-- start of SUPPLIED MATERIAL --

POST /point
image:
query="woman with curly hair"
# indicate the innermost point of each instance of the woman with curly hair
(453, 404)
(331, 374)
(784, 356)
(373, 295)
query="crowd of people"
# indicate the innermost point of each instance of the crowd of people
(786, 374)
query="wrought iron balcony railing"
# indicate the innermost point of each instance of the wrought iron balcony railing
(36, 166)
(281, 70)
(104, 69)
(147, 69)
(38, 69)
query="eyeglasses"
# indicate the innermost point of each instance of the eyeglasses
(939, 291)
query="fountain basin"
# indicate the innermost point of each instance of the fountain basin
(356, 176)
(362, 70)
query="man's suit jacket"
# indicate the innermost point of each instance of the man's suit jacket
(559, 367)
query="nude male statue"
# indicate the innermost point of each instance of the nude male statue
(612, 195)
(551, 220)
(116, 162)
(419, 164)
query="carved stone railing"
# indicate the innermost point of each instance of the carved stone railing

-- end of SUPPLIED MATERIAL --
-- start of SUPPLIED MATERIAL --

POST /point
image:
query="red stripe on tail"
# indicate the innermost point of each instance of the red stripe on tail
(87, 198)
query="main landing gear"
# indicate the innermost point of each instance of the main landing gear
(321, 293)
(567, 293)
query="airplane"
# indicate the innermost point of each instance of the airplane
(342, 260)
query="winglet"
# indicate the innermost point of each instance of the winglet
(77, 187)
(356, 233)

-- end of SUPPLIED MATERIAL --

GIVEN EXERCISE:
Locate every line of the material above that contains the word "with", treating uppercase and lowercase as distinct, and copy each such line in full.

EXPECTED OUTPUT:
query="woman with curly hair"
# indicate the innermost point of each instance of the woman with curly hair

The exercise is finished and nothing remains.